WHO reform is needed: public health experts

Speaking at the Reuters Next conference, British epidemiologist Neil Ferguson, Sweden's state epidemiologist Anders Tegnell and Chikwe Ihekweazu, the head of Nigeria's Centre for Disease Control, said the United Nations health agency had faced difficulties in leading a global response to the pandemic.

"We need to reflect on how the global architecture can be improved," Ferguson said, including a need to rethink "the governance of organizations such as the WHO."

"One of the challenges it faces is being truly independent," he said. "Typically, it is influenced by big states. Historically that has been western countries like the United States, and now it's very much China as well - and that can sometimes prove challenging in situations like the last year."

Many governments around the world, including in the United States, Australia and the European Union, have called for the WHO to be reformed or restructured amid criticism of its response to the COVID-19 outbreak.

The WHO has been rocked by a decision last year by the United States to halt its funding and has been accused of being too close to China in the first phase of the pandemic, when critics say Beijing was slow in sharing crucial information on the new coronavirus which first appeared in the city of Wuhan.

The WHO has repeatedly dismissed such accusations, and China insists it has been open and transparent.

Speaking on the same Reuters Next conference panel, Sweden's Tegnell said that in his view, "this crisis compared to many of the crises in the last decade has become a lot more politicized."

"That has made the WHO's role a lot more difficult," he said.

Nigeria's Ihekweazu said he hoped the year ahead would see the world work together more closely to tackle the pandemic, particularly in improving equitable access to vaccines designed to prevent the disease.

▸ Actions to take
**a)** In the WHO reform article, what position does Chikwe Ihekweazu hold?
**b)** Reproduce the WHO reform article word for word, from "Many governments around" down to "the COVID-19 outbreak.".

▸ Data shown
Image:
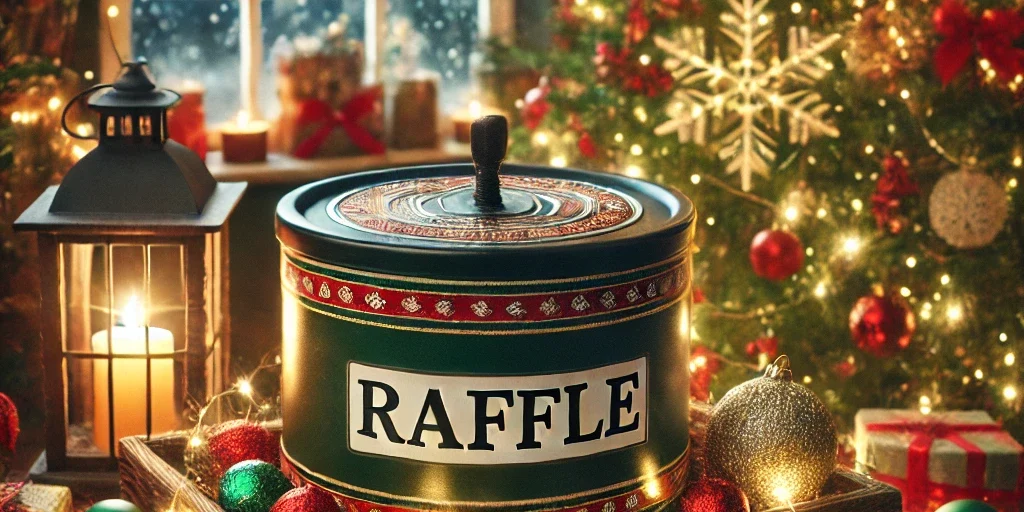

▸ Answers given
**a)** He is the head of Nigeria's Centre for Disease Control.

**b)**
Many governments around the world, including in the United States, Australia and the European Union, have called for the WHO to be reformed or restructured amid criticism of its response to the COVID-19 outbreak.